[[ Provided records, beginning ]]
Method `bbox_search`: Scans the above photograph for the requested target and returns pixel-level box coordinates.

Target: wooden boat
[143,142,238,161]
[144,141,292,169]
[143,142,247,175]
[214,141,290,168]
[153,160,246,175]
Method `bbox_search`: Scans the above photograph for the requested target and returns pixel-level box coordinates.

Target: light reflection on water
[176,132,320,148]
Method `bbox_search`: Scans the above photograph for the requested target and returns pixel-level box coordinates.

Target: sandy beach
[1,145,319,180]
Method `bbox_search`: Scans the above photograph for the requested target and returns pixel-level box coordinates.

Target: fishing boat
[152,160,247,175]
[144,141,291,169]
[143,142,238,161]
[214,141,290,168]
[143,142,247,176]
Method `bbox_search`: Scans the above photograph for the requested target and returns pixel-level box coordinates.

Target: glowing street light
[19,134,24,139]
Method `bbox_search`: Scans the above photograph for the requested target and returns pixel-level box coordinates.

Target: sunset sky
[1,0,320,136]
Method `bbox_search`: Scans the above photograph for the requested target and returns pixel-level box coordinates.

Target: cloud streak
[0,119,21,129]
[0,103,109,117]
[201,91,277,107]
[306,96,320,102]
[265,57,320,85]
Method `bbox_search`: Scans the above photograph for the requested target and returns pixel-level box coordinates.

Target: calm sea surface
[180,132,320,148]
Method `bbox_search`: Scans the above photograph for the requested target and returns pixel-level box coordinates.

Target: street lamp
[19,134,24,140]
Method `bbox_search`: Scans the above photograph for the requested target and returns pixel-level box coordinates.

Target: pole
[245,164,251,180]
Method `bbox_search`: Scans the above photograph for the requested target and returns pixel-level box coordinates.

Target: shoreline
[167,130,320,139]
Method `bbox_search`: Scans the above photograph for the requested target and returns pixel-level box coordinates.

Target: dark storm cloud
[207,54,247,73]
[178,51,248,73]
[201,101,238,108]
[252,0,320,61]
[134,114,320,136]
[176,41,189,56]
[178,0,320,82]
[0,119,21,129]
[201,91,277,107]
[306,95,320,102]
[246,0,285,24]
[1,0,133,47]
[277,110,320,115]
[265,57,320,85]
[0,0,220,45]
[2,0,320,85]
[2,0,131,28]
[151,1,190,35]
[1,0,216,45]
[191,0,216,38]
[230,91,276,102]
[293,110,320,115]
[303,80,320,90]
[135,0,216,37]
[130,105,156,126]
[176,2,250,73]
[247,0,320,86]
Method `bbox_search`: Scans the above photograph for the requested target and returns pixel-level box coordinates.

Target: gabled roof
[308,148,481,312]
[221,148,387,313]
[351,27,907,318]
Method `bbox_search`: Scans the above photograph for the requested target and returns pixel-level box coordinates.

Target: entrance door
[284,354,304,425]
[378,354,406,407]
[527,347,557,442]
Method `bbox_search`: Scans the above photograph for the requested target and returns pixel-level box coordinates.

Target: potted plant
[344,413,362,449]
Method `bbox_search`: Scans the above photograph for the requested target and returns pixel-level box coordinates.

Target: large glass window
[[ Provided records, end ]]
• Required work
Restate all entries above verbatim.

• Response
Method `bbox_search`: Scans the above photograph for the requested target and returns pixel-level box coordinates.

Target: wooden boat
[143,142,238,161]
[144,141,292,169]
[143,142,247,175]
[214,141,290,168]
[153,160,246,175]
Method `bbox_search`: Scans the above photograph for the requested target and returns pixel-level box coordinates.

Target: light reflection on water
[176,132,320,148]
Method `bbox_search`: Scans the above photograph for the requested target and returns pixel-level box coordinates.

Target: sandy beach
[1,145,319,180]
Method `bbox_search`: Scans the above photograph for the requested target and returns pixel-level box coordinates.

Target: fishing boat
[152,160,247,175]
[144,141,291,169]
[143,142,238,161]
[214,141,290,168]
[143,142,247,176]
Method `bbox_search`: Scans the above photograph for the requested target and returns pixel-level box coordinates.

Target: glowing street light
[19,134,24,139]
Method `bbox_search`: Scans the above photograph for the requested target and returns pixel-level box coordinates.

Target: sunset sky
[1,0,320,136]
Method `bbox_search`: Scans the above photograph for the requested target and returns pixel-level box coordinates.

Target: cloud streak
[0,119,21,129]
[0,103,109,117]
[201,91,277,107]
[306,96,320,102]
[265,57,320,85]
Method `bbox_search`: Scans the above photograph for the requested target and returns pixel-level box coordinates.

Target: calm sea surface
[180,132,320,148]
Method `bbox_search`: Scans the above photograph for the requested target and returns pixel-level box coordinates.

Target: street lamp
[19,134,24,140]
Method `bbox_search`: Scans the above photograph for the requested target and returns pixel-level box coordinates.

Target: pole
[245,164,251,180]
Method `bbox_search`: Scans the above photograph for the requested target and returns pixel-level box coordinates.

Target: shoreline
[167,130,320,139]
Method `bbox_search`: Scans the above photograph for the requested target and returns pixel-level box coordinates.

Target: dark storm cloud
[207,54,247,73]
[178,51,248,73]
[201,101,238,108]
[252,0,320,61]
[134,114,320,136]
[176,41,189,56]
[178,0,320,82]
[0,119,21,129]
[201,91,277,107]
[306,95,320,102]
[246,0,285,24]
[1,0,133,47]
[277,110,320,115]
[265,57,320,85]
[0,0,220,45]
[2,0,320,85]
[2,0,131,28]
[151,1,190,35]
[1,0,216,45]
[191,0,216,38]
[230,91,276,102]
[293,110,320,115]
[303,80,320,90]
[135,0,216,37]
[130,105,156,126]
[176,2,250,73]
[247,0,320,86]
Method `bbox_search`: Scans the above photograph for the requested target and returns pixel-level box coordinates.

Target: gabled roof
[308,148,481,312]
[221,148,387,313]
[351,27,907,318]
Method `bbox_search`: Scans the above photograph for the requested target and returns pixel-level box coordinates.

Target: entrance door
[284,354,304,425]
[378,354,406,407]
[527,347,557,442]
Method `bbox_search`: Scans the above photograph for the requested target and returns pixel-level box coordinates.

Target: potted plant
[344,413,362,449]
Method `bbox_search`: Scans the above photograph for the requested target and returns pixel-level box coordinates.

Target: large glass window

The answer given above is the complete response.